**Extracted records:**

==============================

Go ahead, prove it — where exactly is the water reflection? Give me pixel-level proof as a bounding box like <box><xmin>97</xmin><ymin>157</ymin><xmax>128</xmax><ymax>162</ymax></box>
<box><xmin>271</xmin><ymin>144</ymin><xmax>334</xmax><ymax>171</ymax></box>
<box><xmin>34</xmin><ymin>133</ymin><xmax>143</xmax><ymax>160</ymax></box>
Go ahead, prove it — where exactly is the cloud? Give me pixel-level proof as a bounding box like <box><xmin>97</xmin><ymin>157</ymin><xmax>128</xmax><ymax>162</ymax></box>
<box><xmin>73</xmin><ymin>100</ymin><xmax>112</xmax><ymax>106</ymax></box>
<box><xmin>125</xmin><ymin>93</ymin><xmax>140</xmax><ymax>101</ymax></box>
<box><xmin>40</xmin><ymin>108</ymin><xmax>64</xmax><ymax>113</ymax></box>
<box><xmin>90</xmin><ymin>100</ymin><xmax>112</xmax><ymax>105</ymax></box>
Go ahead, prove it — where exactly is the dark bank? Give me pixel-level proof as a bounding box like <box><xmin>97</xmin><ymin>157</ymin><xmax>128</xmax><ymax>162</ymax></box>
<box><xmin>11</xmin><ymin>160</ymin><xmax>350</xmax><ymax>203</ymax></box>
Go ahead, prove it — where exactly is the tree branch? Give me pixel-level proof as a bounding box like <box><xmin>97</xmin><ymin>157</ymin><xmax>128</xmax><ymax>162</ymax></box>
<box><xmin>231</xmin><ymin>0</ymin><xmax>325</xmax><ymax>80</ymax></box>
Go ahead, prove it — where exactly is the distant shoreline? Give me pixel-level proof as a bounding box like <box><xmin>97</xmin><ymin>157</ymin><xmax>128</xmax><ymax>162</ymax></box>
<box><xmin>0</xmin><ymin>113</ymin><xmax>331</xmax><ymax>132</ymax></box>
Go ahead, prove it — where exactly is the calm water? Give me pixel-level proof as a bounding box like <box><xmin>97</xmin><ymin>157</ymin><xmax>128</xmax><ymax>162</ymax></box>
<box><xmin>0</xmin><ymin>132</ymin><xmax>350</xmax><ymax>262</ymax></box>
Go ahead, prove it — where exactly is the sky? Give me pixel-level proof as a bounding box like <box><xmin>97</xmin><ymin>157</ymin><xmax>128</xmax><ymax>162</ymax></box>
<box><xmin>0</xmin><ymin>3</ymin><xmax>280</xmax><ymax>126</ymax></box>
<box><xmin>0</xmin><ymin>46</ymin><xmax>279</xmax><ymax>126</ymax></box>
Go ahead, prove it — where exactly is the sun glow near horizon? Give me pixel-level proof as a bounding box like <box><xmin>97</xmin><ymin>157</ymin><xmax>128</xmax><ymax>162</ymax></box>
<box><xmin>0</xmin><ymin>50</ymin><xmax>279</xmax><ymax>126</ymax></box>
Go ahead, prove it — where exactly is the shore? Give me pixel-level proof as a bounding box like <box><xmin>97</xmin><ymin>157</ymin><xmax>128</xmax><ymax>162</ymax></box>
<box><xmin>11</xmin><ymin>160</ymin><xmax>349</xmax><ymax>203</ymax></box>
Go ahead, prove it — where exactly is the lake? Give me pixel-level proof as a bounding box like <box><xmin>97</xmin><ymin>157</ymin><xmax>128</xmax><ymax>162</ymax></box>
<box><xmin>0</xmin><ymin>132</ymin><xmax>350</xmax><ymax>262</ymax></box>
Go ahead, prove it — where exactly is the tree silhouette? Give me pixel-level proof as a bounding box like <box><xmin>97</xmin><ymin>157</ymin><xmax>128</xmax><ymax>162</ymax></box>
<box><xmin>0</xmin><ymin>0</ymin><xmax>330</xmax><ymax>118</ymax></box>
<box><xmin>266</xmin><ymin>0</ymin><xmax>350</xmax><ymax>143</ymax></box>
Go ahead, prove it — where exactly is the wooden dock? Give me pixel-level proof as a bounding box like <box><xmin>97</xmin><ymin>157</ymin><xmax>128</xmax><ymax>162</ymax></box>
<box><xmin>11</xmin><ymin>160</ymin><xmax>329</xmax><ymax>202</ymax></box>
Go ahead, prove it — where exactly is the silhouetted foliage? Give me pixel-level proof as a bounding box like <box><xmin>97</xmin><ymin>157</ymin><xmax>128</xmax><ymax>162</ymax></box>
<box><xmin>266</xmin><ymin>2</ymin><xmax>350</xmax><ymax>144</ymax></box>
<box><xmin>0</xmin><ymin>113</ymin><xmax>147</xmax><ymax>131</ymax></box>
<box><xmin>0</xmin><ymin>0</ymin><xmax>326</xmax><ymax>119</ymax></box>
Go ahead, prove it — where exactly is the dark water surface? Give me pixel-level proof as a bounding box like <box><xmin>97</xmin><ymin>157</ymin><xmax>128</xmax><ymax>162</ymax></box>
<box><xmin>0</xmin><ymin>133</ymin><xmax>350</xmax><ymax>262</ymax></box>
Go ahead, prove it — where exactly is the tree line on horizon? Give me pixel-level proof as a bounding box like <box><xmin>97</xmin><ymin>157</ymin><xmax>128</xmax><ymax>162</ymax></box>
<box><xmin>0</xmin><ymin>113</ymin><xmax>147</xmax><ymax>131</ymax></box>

==============================

**Your goal:** Find every line of the items above that contains the word "water", and copy each such line in full. Case counts, so match the word only where its letters are in the same case.

**Exercise response:**
Go ahead, prove it — where exactly is the water reflection? Give me pixel-level proof as a bounding box like <box><xmin>97</xmin><ymin>157</ymin><xmax>128</xmax><ymax>162</ymax></box>
Go ahead, prove it — where exactly is the calm water? Give me pixel-level proof as a bounding box like <box><xmin>97</xmin><ymin>157</ymin><xmax>128</xmax><ymax>162</ymax></box>
Go ahead, prove it — where exactly is the dark water surface? Give me pixel-level proof as a bounding box like <box><xmin>97</xmin><ymin>157</ymin><xmax>128</xmax><ymax>162</ymax></box>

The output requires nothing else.